Stated task ▸
Return every line of the listing below unchanged, character for character.

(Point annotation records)
--- Begin ---
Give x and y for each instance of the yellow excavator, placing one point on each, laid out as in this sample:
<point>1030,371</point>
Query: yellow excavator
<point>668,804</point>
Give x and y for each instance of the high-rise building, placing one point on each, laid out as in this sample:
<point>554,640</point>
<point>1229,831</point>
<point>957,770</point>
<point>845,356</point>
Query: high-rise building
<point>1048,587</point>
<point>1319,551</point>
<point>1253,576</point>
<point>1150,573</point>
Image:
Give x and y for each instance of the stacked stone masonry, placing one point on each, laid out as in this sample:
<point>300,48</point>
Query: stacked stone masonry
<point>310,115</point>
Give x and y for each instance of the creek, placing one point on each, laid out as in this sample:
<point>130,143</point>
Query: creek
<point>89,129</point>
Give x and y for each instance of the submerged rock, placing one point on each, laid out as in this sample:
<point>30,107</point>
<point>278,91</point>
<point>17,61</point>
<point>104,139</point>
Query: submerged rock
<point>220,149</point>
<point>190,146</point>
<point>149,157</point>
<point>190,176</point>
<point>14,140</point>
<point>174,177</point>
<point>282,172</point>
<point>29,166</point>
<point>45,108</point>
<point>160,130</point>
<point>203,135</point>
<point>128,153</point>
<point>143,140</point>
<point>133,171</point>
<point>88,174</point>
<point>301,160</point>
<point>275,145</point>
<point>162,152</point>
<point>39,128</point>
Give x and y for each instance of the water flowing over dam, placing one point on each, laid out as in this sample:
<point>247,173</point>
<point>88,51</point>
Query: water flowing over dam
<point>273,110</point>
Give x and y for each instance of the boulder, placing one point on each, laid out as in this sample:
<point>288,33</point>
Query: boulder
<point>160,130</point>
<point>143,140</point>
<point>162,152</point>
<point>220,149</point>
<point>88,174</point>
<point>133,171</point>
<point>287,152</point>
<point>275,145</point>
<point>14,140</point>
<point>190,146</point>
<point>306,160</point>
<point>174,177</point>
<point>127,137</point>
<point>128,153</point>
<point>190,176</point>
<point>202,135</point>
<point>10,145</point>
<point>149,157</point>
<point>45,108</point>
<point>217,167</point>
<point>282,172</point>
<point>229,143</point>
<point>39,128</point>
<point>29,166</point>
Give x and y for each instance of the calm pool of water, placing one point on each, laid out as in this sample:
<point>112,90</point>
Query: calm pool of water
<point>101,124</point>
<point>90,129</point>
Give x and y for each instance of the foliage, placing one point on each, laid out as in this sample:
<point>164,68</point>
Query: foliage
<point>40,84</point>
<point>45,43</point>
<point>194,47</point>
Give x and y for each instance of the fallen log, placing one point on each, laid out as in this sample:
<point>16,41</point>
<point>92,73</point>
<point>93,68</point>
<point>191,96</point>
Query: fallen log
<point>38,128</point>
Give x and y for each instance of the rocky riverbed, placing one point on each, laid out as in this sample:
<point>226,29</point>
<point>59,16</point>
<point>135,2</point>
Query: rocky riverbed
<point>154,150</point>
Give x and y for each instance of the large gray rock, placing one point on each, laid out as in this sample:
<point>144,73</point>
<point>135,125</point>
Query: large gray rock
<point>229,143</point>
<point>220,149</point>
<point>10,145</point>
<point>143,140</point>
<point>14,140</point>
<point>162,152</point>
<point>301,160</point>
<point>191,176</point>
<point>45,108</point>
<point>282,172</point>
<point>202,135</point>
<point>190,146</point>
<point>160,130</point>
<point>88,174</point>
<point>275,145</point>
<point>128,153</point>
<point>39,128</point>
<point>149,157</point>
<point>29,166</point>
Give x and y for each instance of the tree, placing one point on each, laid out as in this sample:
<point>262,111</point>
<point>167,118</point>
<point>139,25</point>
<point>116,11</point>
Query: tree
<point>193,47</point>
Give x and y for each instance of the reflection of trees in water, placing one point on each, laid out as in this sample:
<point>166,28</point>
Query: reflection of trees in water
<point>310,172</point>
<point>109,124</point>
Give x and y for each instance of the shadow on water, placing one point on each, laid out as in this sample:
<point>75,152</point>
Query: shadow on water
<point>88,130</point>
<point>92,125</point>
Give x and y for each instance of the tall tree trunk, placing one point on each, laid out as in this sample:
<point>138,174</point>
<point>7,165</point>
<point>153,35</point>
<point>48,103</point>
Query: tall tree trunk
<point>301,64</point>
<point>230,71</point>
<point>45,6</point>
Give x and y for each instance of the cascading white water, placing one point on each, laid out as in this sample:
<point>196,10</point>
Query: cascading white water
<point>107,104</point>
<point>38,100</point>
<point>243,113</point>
--- End ---
Exercise solution ▸
Give x and y for each instance of the yellow excavator, placing one point on each, laid out as in this sample:
<point>1030,371</point>
Query: yellow excavator
<point>668,804</point>
Give x and y for each instance of the high-rise building, placing one point on each, laid out as in this sample:
<point>554,640</point>
<point>1229,831</point>
<point>957,770</point>
<point>845,356</point>
Query: high-rise building
<point>1048,587</point>
<point>1319,551</point>
<point>1253,576</point>
<point>1150,573</point>
Image:
Give x and y for each instance of the stacked stone masonry, placing one point on each, laid out as in this sample:
<point>300,48</point>
Query: stacked stone masonry
<point>310,115</point>
Give x and y for each instance of the creek, placing one point on each, laid out as in this sample:
<point>130,143</point>
Query: creek
<point>89,129</point>
Give x and y for each instance of the submerged rock, placing one point on each, laid out as in this sample:
<point>30,107</point>
<point>278,91</point>
<point>17,61</point>
<point>104,139</point>
Query: submerged rock
<point>220,149</point>
<point>190,146</point>
<point>149,157</point>
<point>190,176</point>
<point>14,140</point>
<point>174,177</point>
<point>282,172</point>
<point>29,166</point>
<point>45,108</point>
<point>160,130</point>
<point>203,135</point>
<point>128,153</point>
<point>143,140</point>
<point>133,171</point>
<point>88,174</point>
<point>301,160</point>
<point>275,145</point>
<point>162,152</point>
<point>39,128</point>
Give x and y for each instance of the water flowing over dam, placing one point on each, laid out as in this sample:
<point>247,173</point>
<point>88,51</point>
Query: water flowing over dam
<point>273,110</point>
Give x and y for each instance of the boulder, placing one point on each, laid out as in this sample:
<point>288,33</point>
Query: boulder
<point>160,130</point>
<point>143,140</point>
<point>162,152</point>
<point>220,149</point>
<point>88,174</point>
<point>133,171</point>
<point>287,152</point>
<point>275,145</point>
<point>14,140</point>
<point>190,146</point>
<point>306,160</point>
<point>174,177</point>
<point>127,137</point>
<point>128,153</point>
<point>190,176</point>
<point>202,135</point>
<point>10,145</point>
<point>149,157</point>
<point>45,108</point>
<point>217,167</point>
<point>282,172</point>
<point>229,143</point>
<point>39,128</point>
<point>29,166</point>
Give x and y for each instance of the calm pool of water, placing one point on each, laid out as in this sample:
<point>112,90</point>
Query: calm pool of water
<point>101,124</point>
<point>90,129</point>
Give x and y for each instance of the foliage, placing one point on each, laid out as in this sample:
<point>164,68</point>
Query: foliage
<point>40,84</point>
<point>45,43</point>
<point>194,47</point>
Give x and y for each instance of the fallen log, placing one point on each, laid out as in this sample:
<point>16,41</point>
<point>92,73</point>
<point>93,68</point>
<point>191,96</point>
Query: fallen log
<point>38,128</point>
Give x and y for each instance of the rocky riverbed, placing one point on each, laid out as in this sample:
<point>226,29</point>
<point>59,16</point>
<point>135,2</point>
Query: rocky riverbed
<point>154,150</point>
Give x and y for each instance of the large gray rock, placing one point on each, laid out as in this sample:
<point>144,73</point>
<point>135,125</point>
Query: large gray rock
<point>229,143</point>
<point>220,149</point>
<point>10,145</point>
<point>143,140</point>
<point>14,140</point>
<point>162,152</point>
<point>301,160</point>
<point>191,176</point>
<point>45,108</point>
<point>282,172</point>
<point>202,135</point>
<point>190,146</point>
<point>160,130</point>
<point>88,174</point>
<point>275,145</point>
<point>128,153</point>
<point>39,128</point>
<point>149,157</point>
<point>29,166</point>
Give x and y for each instance of the tree, placing one point on each, laid out as in this sample:
<point>262,111</point>
<point>167,118</point>
<point>139,25</point>
<point>116,11</point>
Query: tree
<point>193,47</point>
Give x and y for each instance of the reflection of trees in water, placing one point on each, laid out as in this sample:
<point>166,28</point>
Query: reflection of trees in water
<point>310,172</point>
<point>109,124</point>
Give x and y for each instance of the shadow on water, placing one point on each, laid out as in this sample:
<point>75,152</point>
Query: shadow on water
<point>88,130</point>
<point>92,125</point>
Give x and y for each instance of the tall tree trunk, placing one point on each, laid out as in this sample:
<point>138,174</point>
<point>7,165</point>
<point>153,35</point>
<point>48,103</point>
Query: tall tree trunk
<point>301,64</point>
<point>230,71</point>
<point>45,6</point>
Give x and y for each instance of the cascading white water, placing one point on each, laid out as in this sample:
<point>196,10</point>
Query: cascading white water
<point>107,104</point>
<point>38,100</point>
<point>243,113</point>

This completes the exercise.